— Start Document section —

According to DC Entertainment, nobody.

Thats right. Caitlin Snow, the brilliant scientist working for Harrison Wells, fiancée of Ronnie Raymond and friend of Barry Allen, aka The Flash, sprang fully formed into existence without a creator or creators.

But thats okay, because, by the logic employed by DC Entertainment, nobody created Barry Allen either.

Let me explain. See if you can follow me here.

As Ive described elsewhere (http://comicsequity.blogspot.com), many years ago DC Comics established the first program to provide comic book creators with a share in the revenues generated by their creations in other media. This concept became known as creator equity participation and it was a small but significant step toward compensating creators for their work beyond a simple page rate. For me, personally, its been moderately lucrative (thank you, Bruce Timm, for putting Killer Croc in the animated Batman) but in recent years its also become an increasingly frustrating and, lately, infuriating process.

The reason, I believe, is the shift of corporate culture at DC Comics that occurred around the time Paul Levitz left his position as publisher.

As a comic book creator himself, Paul displayed a protective empathy for creators. Once the creator equity concept became policy, Paul applied it liberally and proactively often notifying writers and artists their creations were due to receive equity participation when creators would otherwise have no idea. For thirty plus years, under Paul, creators were valued and supported as equity partners. (We can argue about the level of support, whether the percentage creators received was commensurate with their contributions, but we cant deny that the support was there, and it was consistent.)

All of that changed when Paul left, and DC Comics became, officially, DC Entertainment, a fully subsumed cog in the Warners Entertainment wheel.

I first learned how this change would effect DCs approach to creators equity when I received a letter from DC Entertainments new president, Diane Nelson, informing me I would no longer receive equity payments for Power Girl because she was now considered a derivative character. To soften the blow and show appreciation for my contribution she enclosed a check for $1000.

Thank you, Diane.

The next thing I learned about DC Entertainments new approach to their comic creators equity program was just as distressing, given how many characters I created for DC over the decade-plus I wrote for the company: if I wanted to receive an equity participation contract for a character I created, I had to request one, in writing, for each character, before that character appeared in another media, because DC would refuse to make equity payments retroactively.

By a rough guesstimate, I probably created over five hundred characters for DC between 1969 and 1985. Most of them were minor one-shot creations, and some of them, like Felicity Smoak (now a regular on Arrow) were minor supporting characters whove taken on a new life in other media. Unless Im willing to commit a large chunk of my life to tracking down each character and filing a separate equity request in anticipation that somehow, some day, one of these characters might end up on a TV show, I risk being cut off from any share in the fruits DC enjoys from the product of my labor. A share which DC acknowledges Im due but which DC refuses to assist me in receiving.

Thank you, DC.

But now we come to the catch-22 of DCs new approach to creator equity agreements. Assuming I perform my due diligence (which should really be DCs due diligence) and dig up references to characters Ive created that might soon be appearing in other media (maybe as a chess piece, or a Heroclix figure, or a recurring character on The Flash), and assuming I file the necessary request form in a timely fashion DC can still decide, unilaterally, that my creation is derivative and they dont owe me a dime.

— End Document section —
— Start Entries shown —

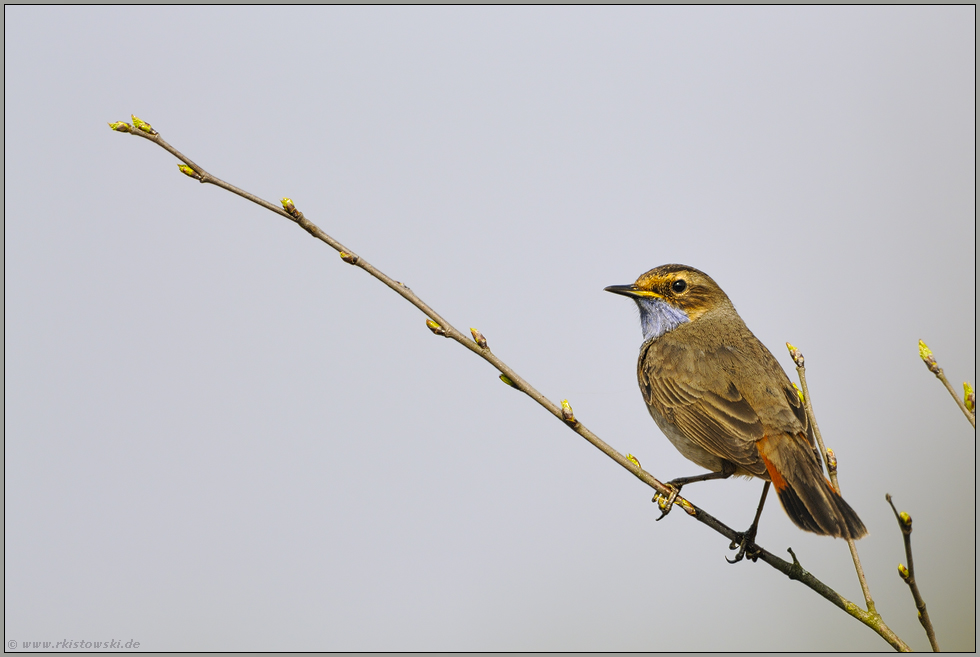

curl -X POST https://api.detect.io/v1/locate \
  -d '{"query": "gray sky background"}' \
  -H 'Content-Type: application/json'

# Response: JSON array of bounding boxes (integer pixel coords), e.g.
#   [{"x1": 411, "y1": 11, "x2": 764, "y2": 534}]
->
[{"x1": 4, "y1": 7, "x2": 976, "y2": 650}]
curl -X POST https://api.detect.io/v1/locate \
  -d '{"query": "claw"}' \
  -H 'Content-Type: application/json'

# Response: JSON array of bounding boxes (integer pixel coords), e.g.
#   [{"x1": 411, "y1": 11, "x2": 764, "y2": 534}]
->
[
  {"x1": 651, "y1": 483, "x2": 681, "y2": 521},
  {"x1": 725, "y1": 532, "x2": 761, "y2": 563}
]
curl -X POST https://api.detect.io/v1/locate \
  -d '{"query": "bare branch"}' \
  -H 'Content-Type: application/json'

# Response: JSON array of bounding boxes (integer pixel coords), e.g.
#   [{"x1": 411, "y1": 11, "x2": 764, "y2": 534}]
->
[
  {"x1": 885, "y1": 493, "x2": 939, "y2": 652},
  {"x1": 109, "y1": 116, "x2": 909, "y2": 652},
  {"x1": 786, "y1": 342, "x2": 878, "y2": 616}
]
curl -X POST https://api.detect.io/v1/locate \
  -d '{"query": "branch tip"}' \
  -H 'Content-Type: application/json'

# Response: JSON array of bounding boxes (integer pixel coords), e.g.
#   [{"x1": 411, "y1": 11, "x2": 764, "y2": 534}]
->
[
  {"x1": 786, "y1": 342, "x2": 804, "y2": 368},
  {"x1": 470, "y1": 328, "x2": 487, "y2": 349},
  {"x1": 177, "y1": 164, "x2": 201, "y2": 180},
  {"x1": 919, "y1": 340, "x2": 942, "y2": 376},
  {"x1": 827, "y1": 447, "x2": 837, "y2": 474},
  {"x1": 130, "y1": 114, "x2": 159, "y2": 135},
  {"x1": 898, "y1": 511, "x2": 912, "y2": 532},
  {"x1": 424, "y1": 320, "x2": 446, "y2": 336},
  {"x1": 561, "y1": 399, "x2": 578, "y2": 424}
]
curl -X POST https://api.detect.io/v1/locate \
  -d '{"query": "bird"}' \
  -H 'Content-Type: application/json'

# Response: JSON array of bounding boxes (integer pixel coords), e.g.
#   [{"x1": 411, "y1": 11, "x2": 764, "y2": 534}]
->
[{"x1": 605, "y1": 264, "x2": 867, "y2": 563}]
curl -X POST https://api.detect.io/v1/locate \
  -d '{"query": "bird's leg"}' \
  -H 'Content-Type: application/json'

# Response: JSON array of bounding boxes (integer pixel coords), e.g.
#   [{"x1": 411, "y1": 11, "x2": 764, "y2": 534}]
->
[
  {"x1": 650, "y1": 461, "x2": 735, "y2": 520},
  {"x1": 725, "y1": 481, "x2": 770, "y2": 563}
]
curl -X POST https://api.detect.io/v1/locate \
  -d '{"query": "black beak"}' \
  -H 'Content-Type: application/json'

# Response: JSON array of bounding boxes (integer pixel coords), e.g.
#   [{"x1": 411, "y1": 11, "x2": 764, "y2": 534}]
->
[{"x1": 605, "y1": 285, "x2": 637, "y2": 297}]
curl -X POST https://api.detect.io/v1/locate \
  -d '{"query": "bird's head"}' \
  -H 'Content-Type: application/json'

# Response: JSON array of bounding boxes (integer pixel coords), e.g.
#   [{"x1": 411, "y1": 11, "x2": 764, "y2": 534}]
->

— End Entries shown —

**Given instruction:** From the piece on DC's creator equity payments, quote the passage that opens with the words containing "According to DC" and closes with "creator or creators.". The records are not needed for any of this.

**Right answer:**
According to DC Entertainment, nobody.

Thats right. Caitlin Snow, the brilliant scientist working for Harrison Wells, fiancée of Ronnie Raymond and friend of Barry Allen, aka The Flash, sprang fully formed into existence without a creator or creators.